▶ [Exercise objective] Recast the entries starting at the line with "The service MUST place one dot on the beige" and ending at the line with "x=436, y=188" as a two-column CSV headed text and answer. Give one row per entry, put each field in quotation marks, and turn line breaks into spaces.

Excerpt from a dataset
+++

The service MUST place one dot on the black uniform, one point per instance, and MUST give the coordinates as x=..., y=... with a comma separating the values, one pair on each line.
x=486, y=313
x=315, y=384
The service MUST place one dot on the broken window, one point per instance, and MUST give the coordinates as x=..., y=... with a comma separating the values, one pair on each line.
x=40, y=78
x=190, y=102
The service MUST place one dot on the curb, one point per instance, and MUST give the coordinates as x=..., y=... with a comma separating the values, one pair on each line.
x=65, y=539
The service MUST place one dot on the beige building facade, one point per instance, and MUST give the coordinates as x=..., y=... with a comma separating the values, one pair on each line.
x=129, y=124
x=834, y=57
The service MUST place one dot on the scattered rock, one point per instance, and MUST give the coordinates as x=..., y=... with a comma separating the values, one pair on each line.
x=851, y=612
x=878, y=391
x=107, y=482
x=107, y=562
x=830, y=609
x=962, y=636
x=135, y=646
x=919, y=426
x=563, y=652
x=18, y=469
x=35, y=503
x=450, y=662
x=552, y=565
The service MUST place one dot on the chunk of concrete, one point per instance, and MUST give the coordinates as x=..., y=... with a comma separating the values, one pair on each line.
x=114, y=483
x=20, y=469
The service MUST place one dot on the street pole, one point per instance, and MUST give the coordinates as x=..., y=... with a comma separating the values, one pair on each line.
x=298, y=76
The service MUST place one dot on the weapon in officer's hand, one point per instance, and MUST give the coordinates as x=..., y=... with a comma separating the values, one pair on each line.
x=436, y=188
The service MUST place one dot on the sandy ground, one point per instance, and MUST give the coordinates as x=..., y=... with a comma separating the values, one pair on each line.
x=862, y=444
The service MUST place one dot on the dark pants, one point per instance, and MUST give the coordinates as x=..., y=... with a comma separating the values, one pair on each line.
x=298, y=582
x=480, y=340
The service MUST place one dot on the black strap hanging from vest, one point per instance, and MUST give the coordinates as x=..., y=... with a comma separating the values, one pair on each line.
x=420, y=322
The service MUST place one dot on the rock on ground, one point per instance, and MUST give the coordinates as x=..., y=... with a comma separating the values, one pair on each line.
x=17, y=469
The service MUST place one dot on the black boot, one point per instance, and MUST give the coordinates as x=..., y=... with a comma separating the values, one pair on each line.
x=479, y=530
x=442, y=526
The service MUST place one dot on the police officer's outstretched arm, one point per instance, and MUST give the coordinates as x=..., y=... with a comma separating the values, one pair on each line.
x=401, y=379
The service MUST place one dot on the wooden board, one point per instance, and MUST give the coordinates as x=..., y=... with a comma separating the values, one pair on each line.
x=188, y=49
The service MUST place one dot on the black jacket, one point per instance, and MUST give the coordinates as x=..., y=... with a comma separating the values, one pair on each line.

+++

▶ [Solved problem]
text,answer
"The service MUST place one dot on the beige building facade, one point per instance, and MUST give the coordinates as x=..., y=... with a comma separating the values, one pair on each line.","x=129, y=124 x=834, y=57"
"The service MUST place one dot on the scattered rock, one point per instance, and MUST give the coordinates as x=..., y=... with a comma separating the values, one pair on each line.","x=851, y=612 x=878, y=391 x=107, y=482 x=107, y=562 x=830, y=609 x=962, y=636 x=135, y=646 x=919, y=426 x=563, y=652 x=18, y=469 x=35, y=503 x=450, y=662 x=552, y=565"
"The service MUST place one dot on the chunk of concrete, one point per instance, and MUST give the coordinates as x=..., y=... with a comma separating the values, one pair on each line.","x=114, y=483 x=20, y=469"
"The service MUST place one dot on the street pole, one point per instance, and MUST give the coordinates as x=..., y=... with a comma separating the values, one pair on each line.","x=298, y=76"
"The service MUST place one dot on the weapon in officer's hand, one point per instance, and MUST give the coordinates as x=..., y=... with a comma separating the values, one pair on each line.","x=436, y=188"